§ SHORT EXERCISE
Write a continuation of the blog post about the Deena Larsen Collection at MITH, starting right after its final sentence.

>> BEGIN SOURCE EXTRACT

My previous posts on The Deena Larsen Collection (DLC) focused on visiting the Maryland Institute for Technology in the Humanities (MITH) in person and interacting with the collection physically. While at MITH I read through early versions of the poems in Marble Springs, I loaded 20-year-old diskettes into a 20-year-old computer (and crossed my fingers), and looked through a box of newly-received-but-as-yet-uncataloged materials. As it is not always convenient to drive 700 miles to visit MITH (although I am planning another such trip as I write this), it would be nice to have access to the collection from a distance. My first interaction with the DLC, as it will likely be for most of you, was electronic, rather than physical, through The Deena Larsen Collection website, designed by Amanda Visconti (whom I follow on Twitter @literature_geek).
The DLC site has more detail about how the collection came to MITH, and Larsen’s artist statement. Another page is devoted to Larsen’s important work Marble Springs. The page includes a video of Marble Springs running on modern computing equipment via an emulator program. The bulk of the site, though, is given over to a growing catalog of the collection. At this writing there are 114 photos of DLC contents, including the Mac Classic II Cozy, the previously mentioned shower curtain (below), and a cover shot of Brendon Towle’s paper “Towards a Prescriptive Theory of Hypertext Fiction“.
The on-line catalog is great, giving a sense of what the collection contains. However, I will admit to feeling teased by it, like a kid outside a candy shop with a closed sign hanging in the window.
The fact that the catalog represents a fairly small portion of collection has everything to do with resources. “We don’t have the institutional resources,” MITH Associate Director Matthew Kirschenbaum notes. At this point, Kirschenbaum is the only MITH staffer assigned to the DLC, and they are currently without an intern.
Further, Kirschenbaum, while he would like to begin digitizing items in the collection, pointed out some of challenges to fully digitizing the contents. In good archival practice, items need to have full metadata applied. Then, the collection is not limited to Larsen’s output, so there are concerns over intellectual property and copyrights. And while we can create digital representations of textual documents easily (given the time), the collections more interesting electronic literature pieces present complex problems. Should we try to emulate or migrate Marble Springs and other hypertexts (if we can get permission)?
Finally, I asked Kirschenbaum about separating the intellectual content of the work from the physical artifact. “My own intellectual training,” he answered, “and my convictions are that the materiality of the artifact is essential to its identity, and one should not separate those things. I think Marble Springs is a particularly powerful example of that because Deena I think had very clearly a sense of the computer itself as part of the environment of the work.” Kirschenbaum went on to say that it still may be useful to try to migrate works like Marble Springs, into perhaps HTML, if we can maintain the primary functionality, but that would depend on audience need. “I don’t think you can be a fundamentalist about those things,” he added.

>> END SOURCE EXTRACT
>> BEGIN LISTED RECORDS

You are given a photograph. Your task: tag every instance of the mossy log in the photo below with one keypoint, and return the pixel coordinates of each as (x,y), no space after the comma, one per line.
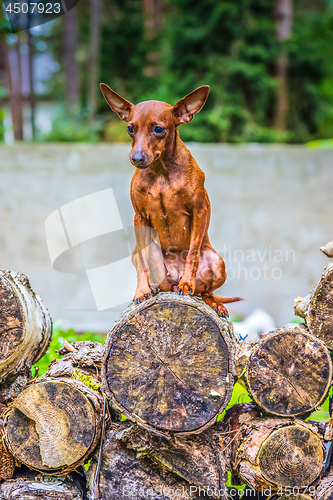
(289,372)
(270,453)
(324,489)
(198,459)
(168,364)
(317,308)
(49,488)
(81,357)
(124,476)
(54,425)
(25,329)
(7,464)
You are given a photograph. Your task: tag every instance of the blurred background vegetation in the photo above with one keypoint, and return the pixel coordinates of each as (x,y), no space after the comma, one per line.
(269,65)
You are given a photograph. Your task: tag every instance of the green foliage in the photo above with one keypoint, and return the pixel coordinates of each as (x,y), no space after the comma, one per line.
(57,343)
(71,127)
(87,379)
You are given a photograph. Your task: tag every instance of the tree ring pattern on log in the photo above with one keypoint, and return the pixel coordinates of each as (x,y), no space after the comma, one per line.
(289,373)
(11,320)
(291,456)
(168,365)
(50,426)
(320,312)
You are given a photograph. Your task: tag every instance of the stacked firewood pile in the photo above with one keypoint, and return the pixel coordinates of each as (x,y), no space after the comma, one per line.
(137,418)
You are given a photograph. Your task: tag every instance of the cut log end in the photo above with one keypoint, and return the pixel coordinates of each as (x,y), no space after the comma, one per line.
(25,326)
(291,456)
(289,372)
(7,465)
(169,364)
(320,316)
(52,425)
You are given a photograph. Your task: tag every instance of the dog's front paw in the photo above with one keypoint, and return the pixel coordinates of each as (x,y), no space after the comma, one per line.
(184,288)
(142,294)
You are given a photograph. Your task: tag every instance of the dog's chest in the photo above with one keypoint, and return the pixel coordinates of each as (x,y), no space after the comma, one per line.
(165,199)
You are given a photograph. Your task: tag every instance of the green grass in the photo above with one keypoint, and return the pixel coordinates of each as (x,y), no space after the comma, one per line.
(58,336)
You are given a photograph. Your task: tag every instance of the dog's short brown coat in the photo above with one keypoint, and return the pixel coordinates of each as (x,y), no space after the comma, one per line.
(168,195)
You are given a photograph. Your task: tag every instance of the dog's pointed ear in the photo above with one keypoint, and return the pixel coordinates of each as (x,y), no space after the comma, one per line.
(117,103)
(191,104)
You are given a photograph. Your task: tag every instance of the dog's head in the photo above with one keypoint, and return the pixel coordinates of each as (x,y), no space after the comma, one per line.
(152,124)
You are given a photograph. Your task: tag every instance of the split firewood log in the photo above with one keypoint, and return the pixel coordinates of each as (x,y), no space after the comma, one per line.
(196,458)
(7,464)
(269,453)
(25,332)
(49,488)
(123,475)
(317,307)
(324,489)
(54,424)
(168,364)
(289,372)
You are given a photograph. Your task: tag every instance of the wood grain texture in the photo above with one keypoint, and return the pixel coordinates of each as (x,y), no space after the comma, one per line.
(196,458)
(320,312)
(46,489)
(53,424)
(25,326)
(125,476)
(168,364)
(270,453)
(324,489)
(7,465)
(289,372)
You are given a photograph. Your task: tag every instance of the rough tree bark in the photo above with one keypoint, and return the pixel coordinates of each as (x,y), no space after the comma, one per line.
(266,452)
(289,372)
(7,465)
(283,16)
(49,488)
(124,476)
(197,459)
(25,332)
(59,422)
(317,308)
(324,489)
(168,364)
(14,93)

>> END LISTED RECORDS

§ TASK OUTPUT
So while there are significant difficulties to full digitization of The Deena Larsen Collection, there are a few steps that could be taken in the short term, to give distant researchers greater access. Papers, such as Larsen’s 1992 Thesis, Hyperpoems and Hyperpossibilites (below), could be scanned and made available to read on-line or via download. Currently, the catalog has a picture of the cover page, and a few interior pages. Making the thesis digital would give hypertext researchers an interesting pre-World Wide Web view.
As the collection contains hundreds of articles about computers and the development of Web culture, a linked bibliography of Larsen’s clippings could be created. Such a bibliography could help to contextualize Larsen’s thoughts on, and practice in, hypertextual works with the wider computer culture. Further, it could be a useful tool for researchers.
Larsen attended a number of conferences over the past two decades, collecting conference materials. Perhaps MITH could work out an arrangement to share links with the organizations that sponsored the conferences and the DLC, perhaps attracting more traffic and interest to the collection.
The DLC could also produce some original works based on items in the collection. Larsen met hundreds of people, and apparently was an avid business card swapper, as stacks and stacks of them are now in the collection. A visualization of e-literature, hypertextuality, and computer social networks based on these cards could be revealing…or just neat to look at.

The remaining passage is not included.